▸ Tareas y ejercicios:
- A) Responda brevemente, según el texto sobre Teresa Wilms Montt:
(i) ¿En qué año nació Teresa Wilms Montt?
(ii) ¿Qué editorial publicó En la quietud del mármol y en qué año?
(iii) ¿A quién se dirigen los textos que componen la obra?
- B) Transcriba literalmente el pasaje del texto sobre Teresa Wilms Montt. Comience en las palabras "En la quietud del mármol, de" y concluya tras "sobre la muerte.".

### Extracto original ###

En la quietud del mármol, de Teresa Wilms Montt (Medusa) | por Gema Monlleó
“He cavado, cavado con la constancia de un sepulturero, las tierras de mi corazón”
Preciosa sangre, diarios íntimos
La biografía de Teresa Wilms Montt tiene tanto de fascinante como de trágica. Poeta chilena nacida en 1893 en una familia de la burguesía viñamarina, se suicidó en París con 28 años. En la quietud del mármol (Medusa, 2022) es un texto de prosa poética compuesto por una ofrenda y treinta y cinco ¿cartas?, ¿monólogos?, ¿elegías? dirigidos a Anuarí (trasunto de Horacio Ramos Mejía), su amante poeta enamorado, que se suicidó cortándose las venas en presencia de Teresa. La conmoción del suceso y su pasión por el joven, así como la metafórica apropiación del cuerpo de su amado, están presentes en esta fragmentaria meditación sobre la muerte.

### Filas del material ###

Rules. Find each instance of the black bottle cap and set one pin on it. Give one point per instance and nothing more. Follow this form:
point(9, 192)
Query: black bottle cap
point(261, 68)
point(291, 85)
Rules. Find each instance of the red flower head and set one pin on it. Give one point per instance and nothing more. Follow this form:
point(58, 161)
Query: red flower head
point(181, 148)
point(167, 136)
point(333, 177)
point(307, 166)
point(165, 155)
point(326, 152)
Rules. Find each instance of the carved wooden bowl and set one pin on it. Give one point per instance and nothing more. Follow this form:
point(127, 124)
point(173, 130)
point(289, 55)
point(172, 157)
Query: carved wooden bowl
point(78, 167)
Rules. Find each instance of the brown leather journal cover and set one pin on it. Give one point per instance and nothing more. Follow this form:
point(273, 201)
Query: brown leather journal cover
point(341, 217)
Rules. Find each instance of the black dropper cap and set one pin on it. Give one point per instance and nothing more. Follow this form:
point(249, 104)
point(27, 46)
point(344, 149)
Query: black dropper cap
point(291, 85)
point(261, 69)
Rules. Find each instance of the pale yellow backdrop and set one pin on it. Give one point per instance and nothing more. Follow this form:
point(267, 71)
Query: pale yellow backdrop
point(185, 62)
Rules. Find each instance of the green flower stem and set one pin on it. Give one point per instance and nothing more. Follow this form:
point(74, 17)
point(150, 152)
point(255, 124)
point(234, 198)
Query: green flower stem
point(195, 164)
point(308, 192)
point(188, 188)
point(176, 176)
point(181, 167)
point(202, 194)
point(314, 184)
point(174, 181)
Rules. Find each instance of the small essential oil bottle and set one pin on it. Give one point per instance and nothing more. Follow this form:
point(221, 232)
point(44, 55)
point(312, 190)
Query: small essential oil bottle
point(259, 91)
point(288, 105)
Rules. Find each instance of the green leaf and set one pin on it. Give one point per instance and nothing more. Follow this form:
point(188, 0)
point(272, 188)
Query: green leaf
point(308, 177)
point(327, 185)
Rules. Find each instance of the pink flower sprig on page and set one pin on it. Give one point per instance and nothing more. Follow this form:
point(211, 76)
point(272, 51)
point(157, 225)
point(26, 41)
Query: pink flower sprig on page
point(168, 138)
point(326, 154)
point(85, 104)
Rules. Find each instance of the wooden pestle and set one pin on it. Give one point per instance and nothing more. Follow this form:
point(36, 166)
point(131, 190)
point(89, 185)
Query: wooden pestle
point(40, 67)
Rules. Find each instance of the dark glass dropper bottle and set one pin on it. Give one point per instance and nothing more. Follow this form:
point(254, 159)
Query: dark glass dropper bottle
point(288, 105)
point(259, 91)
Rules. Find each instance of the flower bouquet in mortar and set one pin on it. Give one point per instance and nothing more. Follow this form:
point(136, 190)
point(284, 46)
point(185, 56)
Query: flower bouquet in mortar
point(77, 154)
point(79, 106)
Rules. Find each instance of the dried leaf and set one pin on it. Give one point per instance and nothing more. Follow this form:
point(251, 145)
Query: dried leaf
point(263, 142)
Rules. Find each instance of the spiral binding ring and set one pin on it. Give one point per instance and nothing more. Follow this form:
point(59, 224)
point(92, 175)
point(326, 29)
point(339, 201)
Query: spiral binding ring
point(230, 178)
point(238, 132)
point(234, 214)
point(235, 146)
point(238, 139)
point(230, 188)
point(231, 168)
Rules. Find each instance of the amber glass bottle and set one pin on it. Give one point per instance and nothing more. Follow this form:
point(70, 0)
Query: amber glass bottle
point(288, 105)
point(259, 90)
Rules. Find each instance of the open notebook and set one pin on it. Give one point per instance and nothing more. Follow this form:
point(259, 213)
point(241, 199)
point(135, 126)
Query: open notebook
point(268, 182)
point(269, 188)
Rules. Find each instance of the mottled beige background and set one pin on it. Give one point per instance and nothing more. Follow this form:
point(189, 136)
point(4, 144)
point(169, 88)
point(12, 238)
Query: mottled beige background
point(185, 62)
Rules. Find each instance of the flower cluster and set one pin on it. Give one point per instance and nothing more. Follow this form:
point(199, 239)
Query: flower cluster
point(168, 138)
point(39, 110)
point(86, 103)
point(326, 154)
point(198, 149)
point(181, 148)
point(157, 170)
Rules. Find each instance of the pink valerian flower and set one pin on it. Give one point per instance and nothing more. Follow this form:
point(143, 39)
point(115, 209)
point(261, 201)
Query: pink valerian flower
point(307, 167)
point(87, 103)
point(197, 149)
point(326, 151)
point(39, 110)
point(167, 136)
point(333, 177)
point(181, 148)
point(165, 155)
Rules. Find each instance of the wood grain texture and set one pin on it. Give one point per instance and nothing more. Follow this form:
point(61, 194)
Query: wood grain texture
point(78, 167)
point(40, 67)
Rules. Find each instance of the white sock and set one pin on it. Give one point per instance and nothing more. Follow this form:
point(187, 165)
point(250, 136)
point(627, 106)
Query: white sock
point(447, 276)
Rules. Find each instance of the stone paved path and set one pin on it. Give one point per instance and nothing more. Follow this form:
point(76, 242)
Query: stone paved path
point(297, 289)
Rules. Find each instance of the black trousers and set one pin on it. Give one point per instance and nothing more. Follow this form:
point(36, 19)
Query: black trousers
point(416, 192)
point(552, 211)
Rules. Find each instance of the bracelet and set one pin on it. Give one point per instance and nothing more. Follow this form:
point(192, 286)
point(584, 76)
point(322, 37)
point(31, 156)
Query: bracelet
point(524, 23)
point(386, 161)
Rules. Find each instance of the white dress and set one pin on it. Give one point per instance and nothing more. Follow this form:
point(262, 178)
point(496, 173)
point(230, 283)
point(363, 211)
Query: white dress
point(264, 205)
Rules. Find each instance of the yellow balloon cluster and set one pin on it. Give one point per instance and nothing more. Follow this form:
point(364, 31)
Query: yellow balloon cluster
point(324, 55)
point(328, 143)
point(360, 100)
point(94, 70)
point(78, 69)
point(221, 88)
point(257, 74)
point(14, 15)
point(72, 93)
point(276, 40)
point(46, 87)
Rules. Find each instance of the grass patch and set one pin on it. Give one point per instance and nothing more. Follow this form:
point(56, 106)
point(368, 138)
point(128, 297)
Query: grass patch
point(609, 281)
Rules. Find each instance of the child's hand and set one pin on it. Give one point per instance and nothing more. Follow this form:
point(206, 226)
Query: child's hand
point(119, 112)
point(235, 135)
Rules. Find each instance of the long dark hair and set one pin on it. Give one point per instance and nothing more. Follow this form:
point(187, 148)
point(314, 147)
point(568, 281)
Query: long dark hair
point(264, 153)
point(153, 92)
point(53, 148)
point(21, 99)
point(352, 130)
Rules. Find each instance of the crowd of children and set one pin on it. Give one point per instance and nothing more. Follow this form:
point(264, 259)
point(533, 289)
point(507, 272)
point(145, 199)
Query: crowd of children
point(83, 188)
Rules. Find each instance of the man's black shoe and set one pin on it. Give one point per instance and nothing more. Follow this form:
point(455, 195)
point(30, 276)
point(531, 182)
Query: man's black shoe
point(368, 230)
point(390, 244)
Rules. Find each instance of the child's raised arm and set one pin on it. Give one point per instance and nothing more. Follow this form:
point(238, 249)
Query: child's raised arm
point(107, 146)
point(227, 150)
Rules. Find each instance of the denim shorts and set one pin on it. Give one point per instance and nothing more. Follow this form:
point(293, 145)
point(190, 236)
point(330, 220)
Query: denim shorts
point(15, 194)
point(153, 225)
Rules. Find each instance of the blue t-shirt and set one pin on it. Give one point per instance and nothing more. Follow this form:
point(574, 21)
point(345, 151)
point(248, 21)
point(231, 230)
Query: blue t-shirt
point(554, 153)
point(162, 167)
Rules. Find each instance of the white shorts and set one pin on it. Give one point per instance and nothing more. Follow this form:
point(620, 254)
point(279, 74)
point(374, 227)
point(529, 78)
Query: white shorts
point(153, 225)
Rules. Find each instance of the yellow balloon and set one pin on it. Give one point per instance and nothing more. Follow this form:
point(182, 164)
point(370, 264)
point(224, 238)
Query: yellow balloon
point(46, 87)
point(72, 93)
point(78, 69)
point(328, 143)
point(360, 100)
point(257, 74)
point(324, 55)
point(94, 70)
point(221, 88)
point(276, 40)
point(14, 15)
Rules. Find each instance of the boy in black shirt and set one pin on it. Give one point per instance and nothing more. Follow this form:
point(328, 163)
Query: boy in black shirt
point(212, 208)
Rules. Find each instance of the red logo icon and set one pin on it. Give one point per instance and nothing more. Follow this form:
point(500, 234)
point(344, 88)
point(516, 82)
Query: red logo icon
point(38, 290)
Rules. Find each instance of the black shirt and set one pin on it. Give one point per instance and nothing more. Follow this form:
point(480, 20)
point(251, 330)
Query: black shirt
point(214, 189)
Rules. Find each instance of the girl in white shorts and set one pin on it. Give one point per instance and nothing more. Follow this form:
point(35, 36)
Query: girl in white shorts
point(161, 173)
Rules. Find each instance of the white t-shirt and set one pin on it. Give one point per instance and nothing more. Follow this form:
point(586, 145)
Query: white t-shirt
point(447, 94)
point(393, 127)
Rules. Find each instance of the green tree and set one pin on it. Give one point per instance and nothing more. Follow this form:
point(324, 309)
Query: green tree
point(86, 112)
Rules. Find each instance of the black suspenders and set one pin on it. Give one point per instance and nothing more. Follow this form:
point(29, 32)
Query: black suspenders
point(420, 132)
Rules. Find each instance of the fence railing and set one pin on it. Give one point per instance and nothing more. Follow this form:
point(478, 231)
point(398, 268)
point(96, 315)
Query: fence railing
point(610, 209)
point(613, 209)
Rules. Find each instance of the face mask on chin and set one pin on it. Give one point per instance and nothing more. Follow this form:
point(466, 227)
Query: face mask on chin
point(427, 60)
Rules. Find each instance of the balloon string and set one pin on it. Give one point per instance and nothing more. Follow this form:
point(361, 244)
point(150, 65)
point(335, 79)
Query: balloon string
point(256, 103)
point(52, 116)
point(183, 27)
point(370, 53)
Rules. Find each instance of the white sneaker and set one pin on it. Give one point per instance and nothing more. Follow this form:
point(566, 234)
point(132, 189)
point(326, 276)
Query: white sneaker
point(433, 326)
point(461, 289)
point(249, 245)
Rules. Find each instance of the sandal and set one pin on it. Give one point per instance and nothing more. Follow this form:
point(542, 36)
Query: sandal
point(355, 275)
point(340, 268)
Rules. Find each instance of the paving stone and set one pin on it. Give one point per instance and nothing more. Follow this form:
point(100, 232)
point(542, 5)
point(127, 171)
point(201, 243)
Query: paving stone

###

▸ Soluciones:
- A)
(i) En 1893.
(ii) Medusa, en 2022.
(iii) A Anuarí.

- B)
En la quietud del mármol, de Teresa Wilms Montt (Medusa) | por Gema Monlleó
“He cavado, cavado con la constancia de un sepulturero, las tierras de mi corazón”
Preciosa sangre, diarios íntimos
La biografía de Teresa Wilms Montt tiene tanto de fascinante como de trágica. Poeta chilena nacida en 1893 en una familia de la burguesía viñamarina, se suicidó en París con 28 años. En la quietud del mármol (Medusa, 2022) es un texto de prosa poética compuesto por una ofrenda y treinta y cinco ¿cartas?, ¿monólogos?, ¿elegías? dirigidos a Anuarí (trasunto de Horacio Ramos Mejía), su amante poeta enamorado, que se suicidó cortándose las venas en presencia de Teresa. La conmoción del suceso y su pasión por el joven, así como la metafórica apropiación del cuerpo de su amado, están presentes en esta fragmentaria meditación sobre la muerte.